═════ Reading text

ONTC dome car. Photo: Elizabeth Littlejohn

I talked with everyone I could, passenger and rail employee, and watched the red brick and graystone rail stations mark small towns — Temagami, Cobalt, Swastika, New Liskeard. And as I observed the passing scenery — farmland, lakes, the Great Clay Belt, and Arctic watershed — I fell in love with the original national dream of passenger rail reconnecting our country, and upgrading an integrated rail system rather than forcing travellers to take fuel-intensive, short-haul flights or cars. Canada has lost 10,000 km of tracks since 1990 (see the documentary by Dan Nystedt, Derailed: The National Dream) yet our provincial government is cutting rail service, and tearing up track, to destroy our historical legacy, reverse time, and disconnect northeastern municipalities from telecommunications and transit infrastructure; at the same time, the federal government is cutting back funding for, and service on, VIA Rail coast to coast.

Our forefathers, who struggled to build the railway, would be horrified at our generation’s negligence of our “tattered ribbon of rail” (Dan Nystedt, Derailed: The National Dream) across the country. During Confederation, rail was built to enable its economic engine, and rail can still reconnect Canada. A National Transit Strategy Bill was proposed by the NDP on September 19, but was blocked by the Conservatives, who assume if you do not have a car, you do not deserve to travel. Internationally, rail systems are being revitalized, interconnected and electrified with commuter hubs; none are being dismantled. ONTC employees joke that the tracks will be torn up to make a snowmobile corridor because $200 licensing fees are so profitable to the provincial government. Nine-hundred and fifty of them will be laid off; in 2002, as part of his election promises to the north, Premier McGuinty had promised multi-modality as part of the Liberals’ transit strategy, to create new jobs in the north, and to maintain ONTC passenger rail service. CNR cannot buy this right of way with ONTC rail passenger trains on this line, and transporting freight is more important than moving people, or connecting remote municipalities, to those in provincial power.

As a response to the closure, the Liberal government has said that the Ontario Northlander bus service will replace rail service, but soon, too, that bus service will be privatized. Trains allow people to socialize, unwind, rest and stretch their legs; buses uncomfortably lurch along on milk runs, are dependent on road conditions, and can take up to twice as long as trains to reach their destination. Cars are not a solution. Upon arrival in Moosonee, a Cree elder told me that ferrying cars across the water from Moose Factory to Moosonee is difficult. It is expensive to rent cars to drive to Toronto, and dangerous to drive on Highway 11 and 400 on winter roads. Repeatedly, interviewees said to me bitterly that the south has abandoned the north, and a rail employee told me that “the magnitude of the Ontario Northland Commission divestiture has not been covered by the mainstream media– an entire branch will be gone.”

══════════
═════ Material provided

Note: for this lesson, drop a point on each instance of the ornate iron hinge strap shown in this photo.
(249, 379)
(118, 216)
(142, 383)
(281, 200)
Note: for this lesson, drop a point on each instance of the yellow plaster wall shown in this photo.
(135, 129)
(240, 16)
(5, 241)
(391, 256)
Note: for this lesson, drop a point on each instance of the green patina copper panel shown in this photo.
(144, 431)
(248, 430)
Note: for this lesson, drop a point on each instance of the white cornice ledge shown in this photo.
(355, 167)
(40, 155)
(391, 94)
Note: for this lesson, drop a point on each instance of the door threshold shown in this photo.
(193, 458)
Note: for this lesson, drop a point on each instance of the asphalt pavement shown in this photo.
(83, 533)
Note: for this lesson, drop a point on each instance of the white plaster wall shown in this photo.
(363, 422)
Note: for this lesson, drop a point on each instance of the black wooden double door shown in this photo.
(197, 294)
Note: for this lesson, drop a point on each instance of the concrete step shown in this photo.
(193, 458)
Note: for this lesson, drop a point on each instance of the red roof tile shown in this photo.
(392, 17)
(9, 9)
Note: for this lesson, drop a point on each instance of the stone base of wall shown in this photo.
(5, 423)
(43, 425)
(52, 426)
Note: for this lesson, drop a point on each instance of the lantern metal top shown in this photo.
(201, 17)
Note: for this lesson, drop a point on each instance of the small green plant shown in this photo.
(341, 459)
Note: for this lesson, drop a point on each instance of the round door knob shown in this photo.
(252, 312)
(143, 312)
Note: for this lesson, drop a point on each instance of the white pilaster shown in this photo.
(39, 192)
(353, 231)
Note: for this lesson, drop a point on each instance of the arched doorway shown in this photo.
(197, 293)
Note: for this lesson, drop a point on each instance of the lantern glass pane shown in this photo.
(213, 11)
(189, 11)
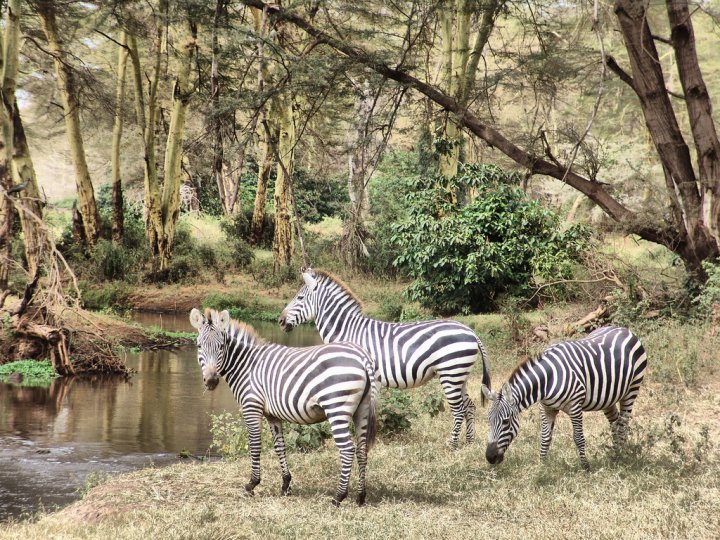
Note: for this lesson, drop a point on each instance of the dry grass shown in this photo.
(665, 485)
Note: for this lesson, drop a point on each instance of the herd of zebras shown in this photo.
(338, 381)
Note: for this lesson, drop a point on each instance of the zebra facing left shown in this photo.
(600, 372)
(407, 355)
(303, 385)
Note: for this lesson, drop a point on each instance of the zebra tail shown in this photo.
(486, 371)
(372, 412)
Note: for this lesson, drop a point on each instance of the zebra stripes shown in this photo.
(301, 385)
(407, 355)
(599, 372)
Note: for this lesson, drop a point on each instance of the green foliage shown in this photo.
(306, 438)
(230, 437)
(32, 372)
(388, 204)
(709, 295)
(433, 403)
(396, 412)
(237, 232)
(240, 307)
(114, 295)
(463, 256)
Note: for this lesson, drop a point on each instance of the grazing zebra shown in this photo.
(303, 385)
(406, 355)
(595, 373)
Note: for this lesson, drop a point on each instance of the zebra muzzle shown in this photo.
(493, 454)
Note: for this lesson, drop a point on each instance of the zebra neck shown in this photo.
(240, 352)
(335, 321)
(528, 383)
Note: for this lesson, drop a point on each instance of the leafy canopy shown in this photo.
(462, 256)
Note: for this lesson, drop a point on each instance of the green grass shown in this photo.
(241, 308)
(32, 372)
(665, 483)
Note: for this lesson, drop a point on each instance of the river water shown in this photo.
(52, 438)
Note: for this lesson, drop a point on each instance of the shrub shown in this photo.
(463, 256)
(32, 372)
(396, 412)
(709, 295)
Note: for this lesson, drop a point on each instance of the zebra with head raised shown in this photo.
(406, 355)
(303, 385)
(596, 373)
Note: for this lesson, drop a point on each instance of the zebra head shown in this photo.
(503, 422)
(211, 329)
(304, 306)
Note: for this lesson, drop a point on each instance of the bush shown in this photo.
(709, 295)
(396, 412)
(463, 256)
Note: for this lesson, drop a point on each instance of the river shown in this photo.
(52, 438)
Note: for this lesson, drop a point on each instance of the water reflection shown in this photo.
(51, 438)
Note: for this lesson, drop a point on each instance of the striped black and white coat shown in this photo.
(407, 355)
(601, 372)
(303, 385)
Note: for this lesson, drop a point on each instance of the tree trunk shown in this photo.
(282, 241)
(694, 230)
(227, 187)
(146, 124)
(30, 204)
(263, 145)
(644, 226)
(71, 106)
(355, 233)
(117, 195)
(182, 92)
(265, 162)
(699, 110)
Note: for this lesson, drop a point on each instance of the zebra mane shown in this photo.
(237, 327)
(527, 362)
(343, 286)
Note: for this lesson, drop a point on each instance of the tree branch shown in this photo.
(492, 137)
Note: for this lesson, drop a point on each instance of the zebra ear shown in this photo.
(197, 319)
(507, 393)
(224, 321)
(309, 278)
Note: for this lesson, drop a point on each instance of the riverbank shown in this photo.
(666, 483)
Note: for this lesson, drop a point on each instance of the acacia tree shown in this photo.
(692, 231)
(70, 92)
(17, 174)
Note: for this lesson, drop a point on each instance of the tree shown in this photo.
(69, 91)
(117, 196)
(692, 231)
(17, 173)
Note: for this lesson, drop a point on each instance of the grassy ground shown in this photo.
(666, 484)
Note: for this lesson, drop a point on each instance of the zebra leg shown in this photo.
(340, 426)
(454, 394)
(626, 405)
(469, 416)
(360, 419)
(547, 416)
(575, 413)
(611, 414)
(253, 423)
(279, 444)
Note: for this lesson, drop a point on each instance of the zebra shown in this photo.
(407, 355)
(598, 372)
(303, 385)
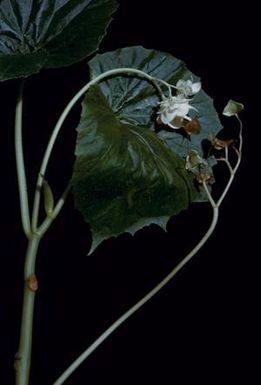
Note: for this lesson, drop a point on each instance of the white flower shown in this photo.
(187, 87)
(174, 107)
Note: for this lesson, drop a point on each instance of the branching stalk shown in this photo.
(21, 176)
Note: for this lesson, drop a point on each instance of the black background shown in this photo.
(201, 327)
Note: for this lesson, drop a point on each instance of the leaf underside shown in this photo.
(127, 175)
(36, 34)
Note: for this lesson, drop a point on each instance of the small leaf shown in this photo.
(49, 33)
(233, 108)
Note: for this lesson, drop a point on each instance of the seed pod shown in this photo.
(48, 198)
(192, 126)
(220, 144)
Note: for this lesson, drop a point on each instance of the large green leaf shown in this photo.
(125, 175)
(36, 34)
(134, 100)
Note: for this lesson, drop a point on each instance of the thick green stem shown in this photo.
(21, 177)
(23, 356)
(139, 304)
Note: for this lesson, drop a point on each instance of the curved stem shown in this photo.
(23, 356)
(22, 186)
(138, 305)
(60, 122)
(59, 205)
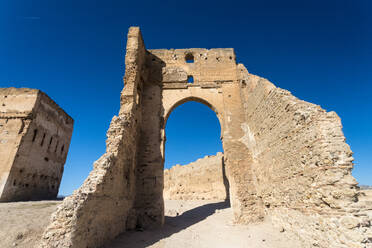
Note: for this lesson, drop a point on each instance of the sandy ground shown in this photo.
(188, 224)
(204, 224)
(22, 223)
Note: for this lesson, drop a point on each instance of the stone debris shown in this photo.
(203, 179)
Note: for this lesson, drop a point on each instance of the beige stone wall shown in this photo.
(203, 179)
(284, 158)
(35, 134)
(302, 167)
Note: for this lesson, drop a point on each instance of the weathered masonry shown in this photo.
(284, 157)
(35, 135)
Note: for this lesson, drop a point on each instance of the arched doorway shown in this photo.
(193, 138)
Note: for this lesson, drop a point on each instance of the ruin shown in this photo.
(35, 135)
(284, 157)
(203, 179)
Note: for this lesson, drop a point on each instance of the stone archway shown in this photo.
(284, 157)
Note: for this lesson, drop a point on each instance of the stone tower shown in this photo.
(35, 135)
(284, 157)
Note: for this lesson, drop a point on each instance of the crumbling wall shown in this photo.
(103, 206)
(35, 135)
(203, 179)
(302, 166)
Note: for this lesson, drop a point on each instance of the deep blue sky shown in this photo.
(74, 51)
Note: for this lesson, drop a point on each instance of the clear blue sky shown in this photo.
(74, 51)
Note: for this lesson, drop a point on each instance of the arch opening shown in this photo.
(192, 131)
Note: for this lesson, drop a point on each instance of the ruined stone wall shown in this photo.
(203, 179)
(302, 166)
(103, 206)
(35, 138)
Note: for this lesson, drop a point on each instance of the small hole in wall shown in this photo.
(189, 58)
(190, 79)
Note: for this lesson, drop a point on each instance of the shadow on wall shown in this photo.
(142, 239)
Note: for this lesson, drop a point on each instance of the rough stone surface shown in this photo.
(284, 158)
(35, 135)
(203, 179)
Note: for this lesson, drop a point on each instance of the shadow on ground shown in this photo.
(142, 239)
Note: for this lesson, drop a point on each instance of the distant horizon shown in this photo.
(74, 52)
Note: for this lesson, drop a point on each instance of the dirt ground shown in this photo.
(22, 223)
(188, 224)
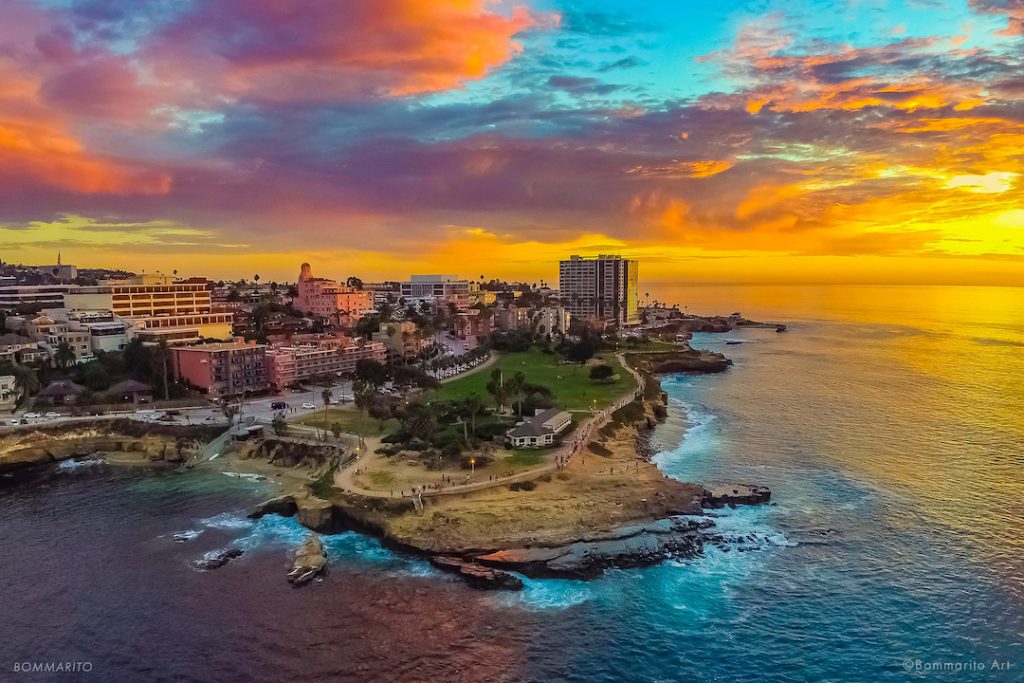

══════════

Written request: Carry on the essay about the Ontario Northland passenger rail cuts from its last sentence.

Response to this task:
On my return voyage, a gaggle of young men trooped onto the train, carrying rucksacks and bright yellow construction helmets. Two whistle stops later, they were joined by their female counterpart, and an entire train car was filled with laughing, gossiping 17-year-olds singing their rendition of James Blunt’s ‘You are Beautiful’ as “I saw your face in a crowded train, And I don’t know what to do, ‘Cause I’ll never be with you. You’re beautiful.”

Ontario Minister of Natural Resources Park Rangers. Photo: Elizabeth Littlejohn

I found out they were Ontario Minister of Natural Resources Park Rangers, once called “Junior Rangers,” who were returning from working in Ontario’s parks for eight weeks, clearing trails with sandviks, painting buildings, rehabilitating streams, and becoming certified to handle emergencies and manage forests. The Junior Park Ranger program was started 68 years ago after the Second World War, as a make-work project for returning soldiers to teach them how to take care of the National Park system, and has trained generations of Canadian youth. One Ranger raved about painting the barrier in the water tank of the polar bear in the polar bear rehabilitation centre in Cochrane, another of his life-changing experience being exposed to the Cree culture. He said that since he is not from that background, he learned that “it was still going strongly, and even though they were a visible minority, they were so generous with you.” Several Rangers recounted working on Creefest, and learning how to eat and cook wild game — muskrat, goose and sturgeon — as a rare species, they were allowed to eat a sturgeon only as guest of the Cree.

Just as I was fact-checking this article, I learned through their Facebook group that this program was renamed as “the Stewardship Youth Rangers,” and their funding cut substantially, the day before the Northlander was to be closed. In this “park modernization,” the re-jigged program will have no overnight stays, with youth working only in local parks, and the Ministry of Natural Resources will lose 130 jobs, to add to the 950 of the Northlander, for a total of 1,080 jobs lost within two days. This was done suddenly by the Liberals to stop public outcry, just as Katimavik was cut by the Conservative Government in 2012.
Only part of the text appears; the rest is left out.